Once when I was 14, I went with my older girlfriend. I’d stayed all night with her and she was 18, something like that. So I just went with them. I didn’t know how to dance but I enjoyed watching. And it changed the social life in Visalia. For the time, it became more cosmopolitan because you had all these people from other areas. And I babysat sometimes for some of the soldiers and their wives. And groups of them would go out to dinner and dancing and drinking and stuff. And to me that was, you know, quite worldly.

So, I think it changed Visalia at that time. I think everybody became more aware of their place in the world. You know, we weren’t just one little isolated community. Through the newsreels and all the things that were going, the news and stuff on the radio. You heard of many places that you’d never heard of before.

KF: And you folks listened to the radio?

MR: Oh, yes.

KF: All the time?

MR: The radio was the source of all your news, except for the newspaper. We always had the newspaper, too, and read. And my dad had only gone to the third grade. He was an orphan from the time he was eight. And my mother had only gone to the eighth grade. But both of them were very up to the minute on politics and everything.  They both read a lot. And they encouraged us to read. In fact, when they’d come into town when we lived in the country to go shopping, they would drop us at the library -- my older brother and I -- they’d take my little sister with them. And we would check out -- you could check out seven books apiece. So we would go through and pick to seven books that both of us would like. And then sit down and try to read another before the folks picked us up. We loved to read. We got that love of reading from our parents because they both like to read, too.

BRIEF A
Format everything in the records from the line containing "TARGET: boxer's muscular arm" down to the last line as a JSON list of strings, one string per line, with blank lines omitted.
The text and the records have no connection to each other.

RAW RECORDS

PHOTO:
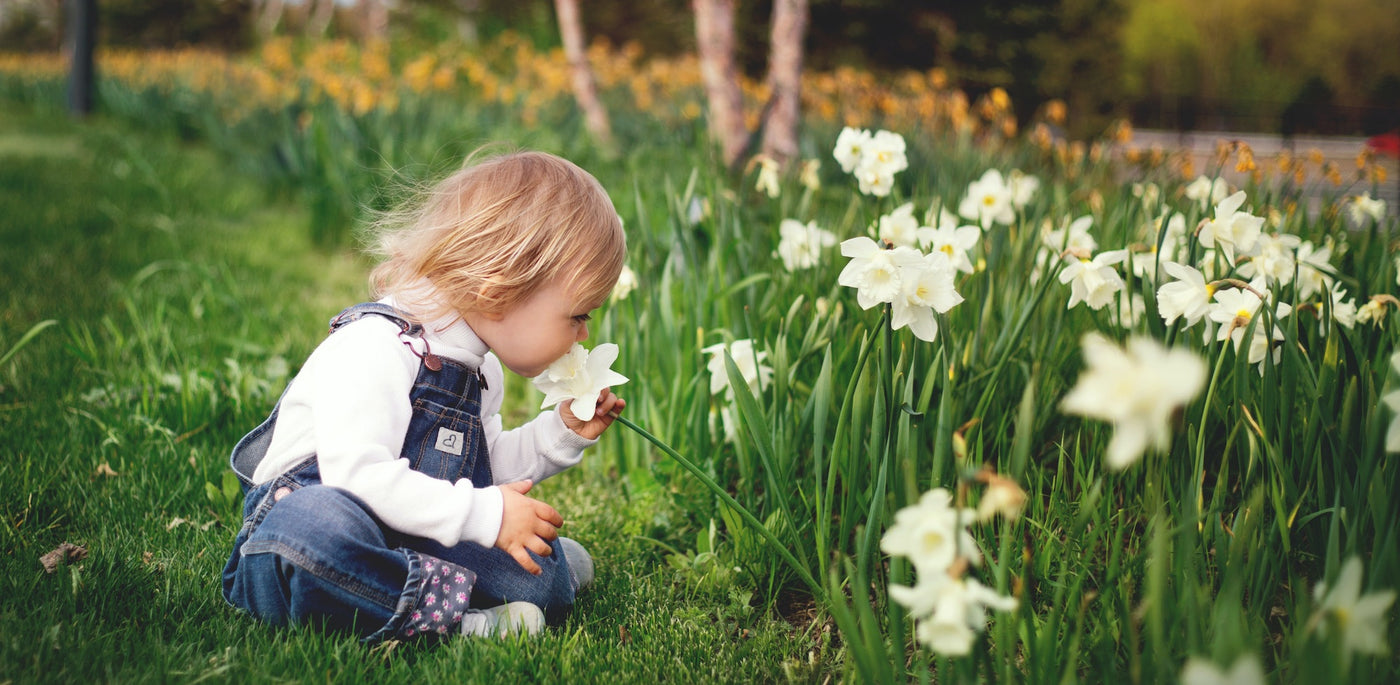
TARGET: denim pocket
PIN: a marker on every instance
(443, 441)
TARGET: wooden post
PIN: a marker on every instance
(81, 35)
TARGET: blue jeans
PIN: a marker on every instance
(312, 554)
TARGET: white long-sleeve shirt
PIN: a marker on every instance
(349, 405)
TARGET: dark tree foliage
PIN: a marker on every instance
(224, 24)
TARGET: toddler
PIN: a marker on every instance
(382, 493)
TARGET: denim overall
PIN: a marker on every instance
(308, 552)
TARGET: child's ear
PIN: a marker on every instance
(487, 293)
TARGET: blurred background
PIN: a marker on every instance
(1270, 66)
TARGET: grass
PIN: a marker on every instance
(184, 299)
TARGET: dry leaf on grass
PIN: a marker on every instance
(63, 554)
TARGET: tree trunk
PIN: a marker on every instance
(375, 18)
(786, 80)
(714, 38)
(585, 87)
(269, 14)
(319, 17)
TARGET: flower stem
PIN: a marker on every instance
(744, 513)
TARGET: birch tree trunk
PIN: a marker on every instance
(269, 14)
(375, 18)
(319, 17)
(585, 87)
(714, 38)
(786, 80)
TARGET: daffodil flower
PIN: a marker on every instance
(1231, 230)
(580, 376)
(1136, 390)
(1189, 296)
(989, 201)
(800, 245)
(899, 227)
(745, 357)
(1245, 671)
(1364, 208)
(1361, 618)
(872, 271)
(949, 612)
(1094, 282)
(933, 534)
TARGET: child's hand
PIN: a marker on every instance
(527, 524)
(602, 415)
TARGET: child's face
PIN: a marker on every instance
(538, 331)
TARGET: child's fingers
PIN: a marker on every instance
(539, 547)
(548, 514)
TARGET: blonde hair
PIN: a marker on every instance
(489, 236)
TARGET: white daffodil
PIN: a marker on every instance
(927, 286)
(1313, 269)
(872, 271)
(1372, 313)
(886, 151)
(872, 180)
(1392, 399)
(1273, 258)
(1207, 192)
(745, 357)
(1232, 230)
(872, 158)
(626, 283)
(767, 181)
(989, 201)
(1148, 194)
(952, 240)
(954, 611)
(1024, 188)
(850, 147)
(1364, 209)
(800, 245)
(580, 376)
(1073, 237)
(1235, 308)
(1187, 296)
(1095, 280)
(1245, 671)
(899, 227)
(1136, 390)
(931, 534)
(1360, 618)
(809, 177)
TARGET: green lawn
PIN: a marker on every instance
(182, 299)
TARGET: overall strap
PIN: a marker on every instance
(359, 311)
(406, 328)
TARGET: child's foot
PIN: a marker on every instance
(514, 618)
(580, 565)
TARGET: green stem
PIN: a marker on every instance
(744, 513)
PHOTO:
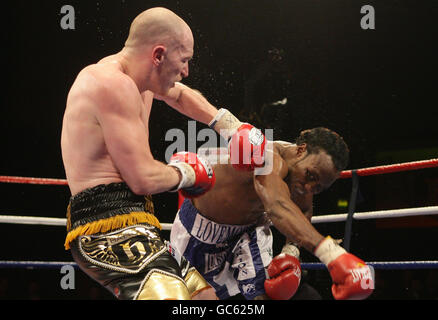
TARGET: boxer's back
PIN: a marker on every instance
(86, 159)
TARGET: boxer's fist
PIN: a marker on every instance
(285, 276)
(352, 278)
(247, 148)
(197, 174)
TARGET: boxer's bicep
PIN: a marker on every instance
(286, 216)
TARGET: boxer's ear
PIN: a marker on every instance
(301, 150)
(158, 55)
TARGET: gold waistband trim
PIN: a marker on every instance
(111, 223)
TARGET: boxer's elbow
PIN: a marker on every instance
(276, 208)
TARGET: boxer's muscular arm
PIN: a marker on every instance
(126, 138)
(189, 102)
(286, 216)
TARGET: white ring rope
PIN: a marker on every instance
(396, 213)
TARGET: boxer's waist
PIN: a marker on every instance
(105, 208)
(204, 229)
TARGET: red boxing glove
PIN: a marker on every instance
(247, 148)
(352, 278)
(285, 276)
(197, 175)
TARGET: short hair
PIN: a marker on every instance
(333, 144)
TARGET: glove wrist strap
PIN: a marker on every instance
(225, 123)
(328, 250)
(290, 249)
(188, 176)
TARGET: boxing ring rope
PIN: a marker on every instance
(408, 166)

BRIEF B
According to the interview, how many books could each child check out from the library?

CORRECT OUTPUT A
[
  "TARGET: boxer's muscular arm",
  "PIN: a marker on every instance",
  "(126, 138)",
  "(189, 102)",
  "(286, 216)",
  "TARGET: white ring rope",
  "PIN: a marker on every instance",
  "(396, 213)",
  "TARGET: boxer's waist",
  "PIN: a marker on every instance",
  "(105, 208)",
  "(204, 229)",
  "TARGET: red boxing glove",
  "PIN: a marker on every instance",
  "(247, 148)",
  "(352, 278)",
  "(285, 276)",
  "(197, 175)",
  "TARGET: short hair",
  "PIN: a marker on every instance",
  "(333, 144)",
  "TARGET: glove wrist strap",
  "PIN: a marker on every instance",
  "(225, 123)",
  "(328, 250)",
  "(290, 249)",
  "(188, 176)",
  "TARGET: boxing ring rope",
  "PIN: a marker on every instance",
  "(408, 166)"
]

CORRECT OUTPUT B
Seven books apiece.